> _THE EXERCISE_
Word for word, repeat the entries, minus the pictures.
* START MATERIAL PROVIDED *
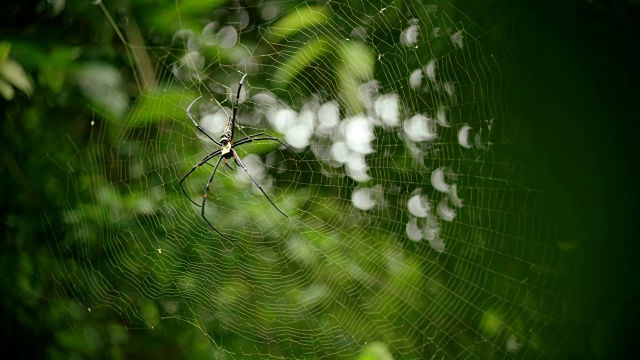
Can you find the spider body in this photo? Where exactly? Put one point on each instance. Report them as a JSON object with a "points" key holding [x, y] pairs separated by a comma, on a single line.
{"points": [[225, 152]]}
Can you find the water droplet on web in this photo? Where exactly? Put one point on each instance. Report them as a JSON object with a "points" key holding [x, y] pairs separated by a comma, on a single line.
{"points": [[386, 108], [445, 212], [438, 181], [358, 133], [463, 136], [430, 70], [413, 232], [227, 37], [418, 206], [415, 80], [420, 128]]}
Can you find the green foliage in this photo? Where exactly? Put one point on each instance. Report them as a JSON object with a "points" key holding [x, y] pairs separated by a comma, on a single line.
{"points": [[104, 258]]}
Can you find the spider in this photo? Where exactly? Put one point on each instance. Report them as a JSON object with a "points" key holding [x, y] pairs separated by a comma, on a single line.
{"points": [[226, 151]]}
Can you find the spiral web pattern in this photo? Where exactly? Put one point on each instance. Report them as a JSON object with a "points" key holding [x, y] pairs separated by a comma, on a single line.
{"points": [[415, 227]]}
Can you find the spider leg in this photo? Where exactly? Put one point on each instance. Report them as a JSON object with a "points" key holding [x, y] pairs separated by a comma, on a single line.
{"points": [[249, 139], [241, 164], [206, 158], [227, 164], [196, 124], [204, 200]]}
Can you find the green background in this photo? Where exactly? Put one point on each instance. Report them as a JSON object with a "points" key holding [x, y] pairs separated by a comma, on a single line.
{"points": [[576, 92]]}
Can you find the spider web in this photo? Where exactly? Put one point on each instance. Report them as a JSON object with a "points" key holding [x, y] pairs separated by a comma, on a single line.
{"points": [[416, 228]]}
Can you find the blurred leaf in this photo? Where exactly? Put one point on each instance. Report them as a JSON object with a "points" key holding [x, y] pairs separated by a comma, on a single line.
{"points": [[12, 72], [312, 51], [294, 21], [375, 351], [156, 106], [102, 84]]}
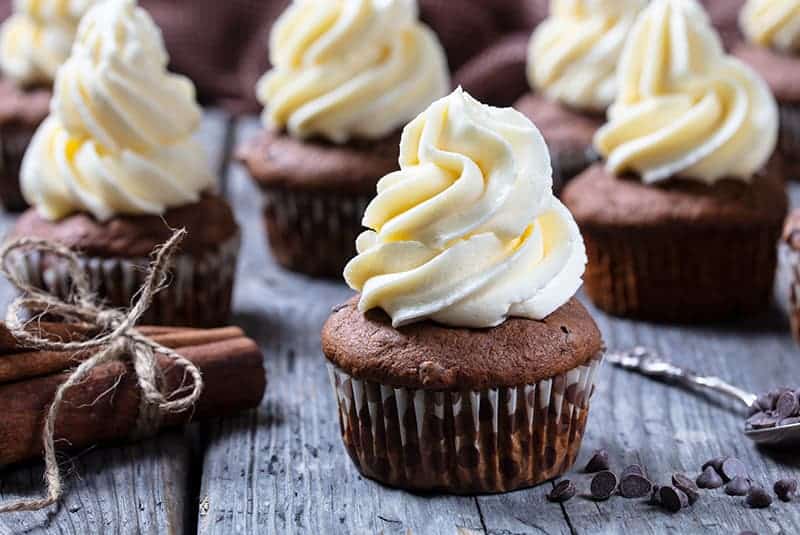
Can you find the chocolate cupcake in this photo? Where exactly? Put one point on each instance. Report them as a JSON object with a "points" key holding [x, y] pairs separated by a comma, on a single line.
* END MATERIAL PROVIDED *
> _RESPONSE TO THE TASK_
Can you find the spider body in this photo? Where exactly? Put one point on each instance. Report them as a JSON object with a "points" key holding [x, y] pairs separated by a comma, on a single line.
{"points": [[225, 152]]}
Can you find the water droplet on web in this photo? Where exactly? Put one point on each instance. Report them as a JSON object with a "points" key holding [x, y] pairs separated by a comma, on a single line.
{"points": [[386, 108], [445, 212], [438, 181], [358, 133], [463, 136], [430, 70], [413, 232], [227, 37], [418, 206], [415, 80], [420, 128]]}
Can you find the green foliage in this photo? Where exactly? Put one point on each instance. Report them as a JSON object with a "points" key holding [x, y] pairs separated by a comma, on a single line.
{"points": [[104, 258]]}
Can you find the spider in this photo? Where exactly? Put one point on each instance. Report them as a JSON object with a "points" key holding [x, y] pairs separated by a comma, on a single line.
{"points": [[226, 151]]}
Can you find the spiral web pattern in this photo? Where exactly? Put one point on each instance. Report them as a JSON object with a "points" key holding [x, y] pairs separated by a comma, on a single line.
{"points": [[415, 227]]}
Can you find the spider leg in this photo? Where exactly? Put one point on each instance. Report them as a JSON object with a "points" key holding [x, y] pairs separated by a comma, on a single line.
{"points": [[249, 139], [241, 164], [206, 158], [227, 164], [196, 124], [204, 200]]}
Can you find the green background in this photo? Where exactly? Put one point on each instance. Report them as a JSON object with a "points" key holding [x, y] pairs separated by a comma, on a single line.
{"points": [[576, 92]]}
Can you find the spider web in this photo? Where exactly? Put one point on each instance. Report them as a JSON object with a "points" key holding [x, y] pairs separated by a comma, on a single line.
{"points": [[416, 228]]}
Can you find the blurred leaf in this photo? Where exactly? Put one point on each instance. Report them as a JSON object with a "points" key holding [x, y] pairs separated by a comma, on a single line.
{"points": [[12, 72], [312, 51], [294, 21], [375, 351], [156, 106], [102, 84]]}
Can you find the chocolate cupcake in this photo? Where exactly? Put one point on each instance. Report them as a JSON object with a "points" key holding [x, y] pairs separated by a comma, on a single line.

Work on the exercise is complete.